> [Work request] Copy each of the records exactly.

(Stored items)
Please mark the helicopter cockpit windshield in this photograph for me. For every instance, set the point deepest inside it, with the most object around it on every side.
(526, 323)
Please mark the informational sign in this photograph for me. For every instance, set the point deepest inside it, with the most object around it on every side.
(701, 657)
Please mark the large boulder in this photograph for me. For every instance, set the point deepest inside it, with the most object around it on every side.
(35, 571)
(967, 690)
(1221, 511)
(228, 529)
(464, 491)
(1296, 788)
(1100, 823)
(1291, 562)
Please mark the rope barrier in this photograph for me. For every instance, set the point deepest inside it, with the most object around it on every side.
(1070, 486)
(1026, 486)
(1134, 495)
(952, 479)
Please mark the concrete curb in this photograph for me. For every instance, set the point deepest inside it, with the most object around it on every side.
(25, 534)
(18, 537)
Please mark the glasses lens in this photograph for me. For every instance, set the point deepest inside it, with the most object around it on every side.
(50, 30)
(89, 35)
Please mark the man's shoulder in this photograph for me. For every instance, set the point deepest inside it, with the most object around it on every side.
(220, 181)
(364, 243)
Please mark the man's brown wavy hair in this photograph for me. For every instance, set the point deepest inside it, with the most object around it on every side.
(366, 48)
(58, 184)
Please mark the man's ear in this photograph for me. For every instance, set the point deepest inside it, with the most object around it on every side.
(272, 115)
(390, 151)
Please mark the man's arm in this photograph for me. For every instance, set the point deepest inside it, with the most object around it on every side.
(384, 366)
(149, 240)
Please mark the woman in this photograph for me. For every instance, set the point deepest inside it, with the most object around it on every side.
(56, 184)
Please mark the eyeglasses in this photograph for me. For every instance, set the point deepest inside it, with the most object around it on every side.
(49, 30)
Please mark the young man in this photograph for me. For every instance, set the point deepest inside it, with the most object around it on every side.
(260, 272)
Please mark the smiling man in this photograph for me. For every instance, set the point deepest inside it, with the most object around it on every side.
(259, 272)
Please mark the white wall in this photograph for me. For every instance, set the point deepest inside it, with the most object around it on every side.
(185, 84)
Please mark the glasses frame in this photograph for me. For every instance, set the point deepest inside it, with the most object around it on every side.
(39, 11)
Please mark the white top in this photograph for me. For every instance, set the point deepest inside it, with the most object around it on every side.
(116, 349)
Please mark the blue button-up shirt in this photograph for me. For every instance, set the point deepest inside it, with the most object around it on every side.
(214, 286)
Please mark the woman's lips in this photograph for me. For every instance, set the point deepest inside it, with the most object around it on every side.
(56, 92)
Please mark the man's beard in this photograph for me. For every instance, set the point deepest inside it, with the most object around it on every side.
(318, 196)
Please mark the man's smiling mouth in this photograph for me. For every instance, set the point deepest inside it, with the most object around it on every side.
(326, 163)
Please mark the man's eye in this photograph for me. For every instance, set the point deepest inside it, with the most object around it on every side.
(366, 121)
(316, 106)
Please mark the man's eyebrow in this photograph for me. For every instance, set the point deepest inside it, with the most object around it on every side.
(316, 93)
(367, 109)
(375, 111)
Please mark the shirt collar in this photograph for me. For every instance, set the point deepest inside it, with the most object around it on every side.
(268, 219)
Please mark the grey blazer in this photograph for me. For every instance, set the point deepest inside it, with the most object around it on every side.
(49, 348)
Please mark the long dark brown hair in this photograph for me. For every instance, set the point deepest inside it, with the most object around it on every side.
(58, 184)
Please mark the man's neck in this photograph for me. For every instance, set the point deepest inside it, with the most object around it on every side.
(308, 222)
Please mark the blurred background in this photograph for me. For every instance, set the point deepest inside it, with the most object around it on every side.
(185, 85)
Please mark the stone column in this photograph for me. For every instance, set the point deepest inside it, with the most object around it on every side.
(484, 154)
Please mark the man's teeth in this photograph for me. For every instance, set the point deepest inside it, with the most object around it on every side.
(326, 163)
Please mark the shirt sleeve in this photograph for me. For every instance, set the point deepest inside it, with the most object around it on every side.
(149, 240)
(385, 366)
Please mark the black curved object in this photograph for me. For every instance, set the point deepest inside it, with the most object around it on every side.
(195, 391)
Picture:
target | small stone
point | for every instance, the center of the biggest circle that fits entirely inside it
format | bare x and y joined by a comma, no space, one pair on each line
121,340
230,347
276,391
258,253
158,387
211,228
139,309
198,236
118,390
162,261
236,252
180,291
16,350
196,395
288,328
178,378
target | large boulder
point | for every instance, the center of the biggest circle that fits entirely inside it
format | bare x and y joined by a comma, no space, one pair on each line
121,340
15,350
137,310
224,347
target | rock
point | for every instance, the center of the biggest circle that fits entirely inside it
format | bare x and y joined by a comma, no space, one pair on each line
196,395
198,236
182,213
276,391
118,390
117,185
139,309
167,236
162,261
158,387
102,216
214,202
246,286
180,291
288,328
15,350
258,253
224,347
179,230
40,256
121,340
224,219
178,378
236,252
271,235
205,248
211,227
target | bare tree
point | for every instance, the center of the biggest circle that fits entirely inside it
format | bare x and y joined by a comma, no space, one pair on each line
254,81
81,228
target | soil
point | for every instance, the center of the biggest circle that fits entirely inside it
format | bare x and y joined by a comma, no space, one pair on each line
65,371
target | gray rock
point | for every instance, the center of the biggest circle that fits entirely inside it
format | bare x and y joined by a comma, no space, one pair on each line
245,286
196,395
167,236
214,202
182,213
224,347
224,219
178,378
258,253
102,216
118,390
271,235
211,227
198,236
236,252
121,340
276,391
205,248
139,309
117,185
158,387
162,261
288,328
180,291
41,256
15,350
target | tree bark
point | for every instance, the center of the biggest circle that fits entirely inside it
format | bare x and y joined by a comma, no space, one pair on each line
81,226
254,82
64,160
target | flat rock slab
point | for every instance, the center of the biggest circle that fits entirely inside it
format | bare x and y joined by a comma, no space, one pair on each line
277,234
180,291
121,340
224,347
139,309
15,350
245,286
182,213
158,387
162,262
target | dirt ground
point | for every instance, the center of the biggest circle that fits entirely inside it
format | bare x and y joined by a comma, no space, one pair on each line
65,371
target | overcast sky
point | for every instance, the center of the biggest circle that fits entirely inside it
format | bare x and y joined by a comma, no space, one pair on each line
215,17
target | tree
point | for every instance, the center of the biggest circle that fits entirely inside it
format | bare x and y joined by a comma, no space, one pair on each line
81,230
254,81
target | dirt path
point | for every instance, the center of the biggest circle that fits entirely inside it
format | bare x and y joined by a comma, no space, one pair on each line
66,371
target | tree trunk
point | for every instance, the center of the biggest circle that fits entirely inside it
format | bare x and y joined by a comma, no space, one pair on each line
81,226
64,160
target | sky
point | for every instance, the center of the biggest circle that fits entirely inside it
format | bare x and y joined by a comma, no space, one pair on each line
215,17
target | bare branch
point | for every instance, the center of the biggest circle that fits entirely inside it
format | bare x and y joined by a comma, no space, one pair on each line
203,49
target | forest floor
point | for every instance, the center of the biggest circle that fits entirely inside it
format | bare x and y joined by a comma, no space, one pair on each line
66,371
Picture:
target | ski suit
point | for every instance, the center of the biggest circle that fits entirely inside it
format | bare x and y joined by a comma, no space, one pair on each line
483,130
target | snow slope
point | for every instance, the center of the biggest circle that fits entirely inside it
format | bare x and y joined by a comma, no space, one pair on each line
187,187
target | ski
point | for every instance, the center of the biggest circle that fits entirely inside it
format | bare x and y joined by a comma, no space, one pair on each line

> [Answer to this problem]
Please mark the helicopter cockpit windshield in this photograph for me. For every instance, set the point deepest inside it, with the most object around it on every side.
(526, 323)
Please mark the informational sign in this photograph for me. For every instance, set the point deepest inside it, with the most object around it on every side.
(701, 657)
Please mark the large boulder in this photograph for me. For every instance, set the point deepest inside it, with the most object around it on every side.
(35, 571)
(967, 690)
(1221, 511)
(228, 529)
(464, 491)
(1296, 788)
(1100, 823)
(1291, 562)
Please mark the rope barrier in this photograph for me. For every instance, set the point deepest inside it, with the most object around it on every side.
(1070, 486)
(1026, 486)
(1134, 495)
(952, 479)
Please mark the concrete curb in this photograph for me. For every instance, set the point deepest inside it, with the most object around it on every side.
(25, 534)
(18, 537)
Please mark the glasses lens in this photograph for me. For every instance, set the point deepest inside it, with the most object around it on every side.
(50, 30)
(89, 35)
Please mark the man's shoulder in this photograph for me. For every instance, set the point deepest inside it, with the most object around it on every side.
(220, 181)
(364, 243)
Please mark the man's brown wavy hair in this photograph for me. For every instance, set the point deepest inside it, with the most object around it on every side.
(366, 48)
(58, 184)
Please mark the man's ear in this photograph for me. For every instance, set the point deepest inside it, with the most object around it on every side.
(272, 115)
(390, 151)
Please mark the man's arm in this photograph for me. For every instance, set the point deepest inside it, with the most object around it on every side.
(384, 366)
(149, 240)
Please mark the woman in this photograph for me. For every instance, set the point deepest inside it, with the most object around it on every side.
(56, 184)
Please mark the eyeglasses in this photograph for me. For every instance, set the point deepest inside it, with the most object around it on every side.
(49, 30)
Please mark the young man in this photograph for me. For every instance, set the point deepest inside it, with the most object around it on every side.
(260, 272)
Please mark the smiling man in this photograph for me. For every instance, set the point deepest inside it, with the most object around it on every side.
(259, 272)
Please mark the white wall in this photograph for me. For every instance, set the point deepest inside it, with the most object around it on every side.
(185, 84)
Please mark the glasses frame in this photograph for me. For every instance, set the point deepest inside it, with the most object around it on every side.
(39, 11)
Please mark the white top in this photograph for me. For every instance, set the point deepest inside it, with the most object around it on every side.
(116, 349)
Please mark the blue button-up shirt in this photograph for me. For every instance, set the point deepest inside it, with the most object around it on every side.
(214, 286)
Please mark the woman's lips in this photograph for me. For every instance, set the point deepest inside it, with the most object around it on every side.
(56, 92)
Please mark the man's beard in this photograph for me. For every instance, set the point deepest inside it, with the most object around it on every side.
(318, 196)
Please mark the man's smiling mouth in this photograph for me. For every instance, set the point deepest inside it, with the most object around it on every side.
(326, 163)
Please mark the man's eye in this photograph for me. For every instance, set the point deepest inside it, with the most object around it on every side.
(366, 121)
(316, 106)
Please mark the man's eyebrow in this photograph for me. For every instance, set the point deepest inside it, with the most object around it on every side.
(316, 93)
(367, 109)
(375, 111)
Please mark the shirt collar in this photograph for me. For every instance, set the point deepest inside it, with the most object around it on every side.
(268, 219)
Please mark the grey blazer in this photograph for me. For every instance, set the point deepest inside it, with the most object around it on every side.
(49, 348)
Please mark the long dark brown hair in this photograph for me. For every instance, set the point deepest inside it, with the most object around it on every side.
(58, 184)
Please mark the man's neck in this photograph for me. For every instance, set the point deepest inside it, with the most object around it on every side.
(308, 222)
Please mark the blurred background in this photograph for me. For every instance, set the point deepest inside it, with the most object around it on every side.
(185, 85)
Please mark the stone column in this photograph for me. For every instance, set the point deepest inside it, with the most object around it on every side.
(484, 154)
Please mark the man's teeth in this photograph for me. For every instance, set the point deepest inside it, with the most object around it on every side.
(326, 163)
Please mark the shirt sleeve in this photograph for me. For every instance, set the point deepest inside it, with the most object around it on every side.
(149, 240)
(385, 366)
Please mark the black curved object in this photograph for me. For every instance, set the point deepest inside it, with the most object around it on every side.
(195, 391)
Picture:
target | small stone
point | for every instance, the center of the biggest circle that fits entirely inside it
format | bare x and y joined by a comma, no space, one pair on each line
121,340
230,347
276,391
258,253
158,387
211,228
139,309
198,236
118,390
162,261
236,252
180,291
16,350
196,395
288,328
178,378
target | large boulder
point | for every instance, the center of the biggest circle that fits entirely inside it
format | bare x and y joined by a comma, no space, one pair on each line
121,340
15,350
137,310
224,347
target | rock
point | for every instance, the center of the biggest circle that fits entirely inside it
format | bare x and y joined by a comma, no space, one pair on each line
196,395
198,236
182,213
276,391
118,390
117,185
139,309
167,236
162,261
158,387
102,216
214,202
246,286
180,291
288,328
15,350
258,253
224,347
179,230
40,256
121,340
224,219
178,378
236,252
271,235
205,248
211,227
target | bare tree
point | for every instance, the center of the biggest circle that fits entirely inside it
format | bare x and y joined by a comma, no space, one pair on each line
254,81
81,228
target | soil
point | for every instance, the center of the biggest circle that fits entirely inside it
format | bare x and y joined by a comma, no space, one pair on each line
65,371
target | gray rock
point | for every instance, the center of the biggest circle that fits entirely inside it
format | bare x and y joined by a comma, no space, one pair on each line
245,286
196,395
167,236
214,202
182,213
224,347
224,219
178,378
258,253
102,216
118,390
271,235
211,227
198,236
236,252
121,340
276,391
205,248
139,309
117,185
158,387
162,261
288,328
180,291
41,256
15,350
target | tree bark
point | for every instance, the center of the biggest circle that fits entirely inside it
format | bare x and y joined by a comma, no space, one pair on each line
81,226
254,82
64,160
target | flat rock slab
point | for every instance, the center of the biggest circle that fits entirely inside it
format | bare x and y joined by a comma, no space, one pair on each line
277,234
180,291
121,340
224,347
139,309
15,350
245,286
182,213
158,387
162,262
target | dirt ground
point | for every instance, the center of the biggest circle that fits entirely inside it
format | bare x and y joined by a comma, no space, one pair on each line
65,371
target | overcast sky
point | for every instance, the center of the biggest circle that fits entirely inside it
format | bare x and y joined by a comma, no space, one pair on each line
215,17
target | tree
point | for every instance, the center of the biggest circle that fits entirely inside it
format | bare x and y joined by a comma, no space, one pair on each line
81,230
254,81
target | dirt path
point | for every instance, the center of the biggest circle that fits entirely inside it
format | bare x and y joined by a comma, no space, one pair on each line
66,371
target | tree trunk
point | for every instance, the center of the biggest circle that fits entirely inside it
format | bare x and y joined by a comma, no space, one pair on each line
81,226
64,160
target | sky
point | for every instance, the center of the biggest circle that fits entirely inside it
format | bare x and y joined by a comma, no space, one pair on each line
215,17
target | bare branch
point | for every instance, the center of the biggest circle that fits entirely inside it
format | bare x and y joined by a comma, no space, one pair on each line
203,49
target | forest floor
point | for every instance, the center of the biggest circle that fits entirely inside it
format | bare x and y joined by a comma, no space, one pair on each line
66,371
Picture:
target | ski suit
point | for every instance, the center of the biggest circle that fits entirely inside it
format | bare x and y joined by a comma, no space, one pair on each line
483,130
target | snow slope
point | for every instance, the center of the biggest circle that fits entirely inside it
format | bare x and y joined by a comma, no space, one pair on each line
187,187
target | ski
point | for every instance, the center of the biggest circle that fits entirely inside it
format | bare x and y joined by a comma, no space, one pair on each line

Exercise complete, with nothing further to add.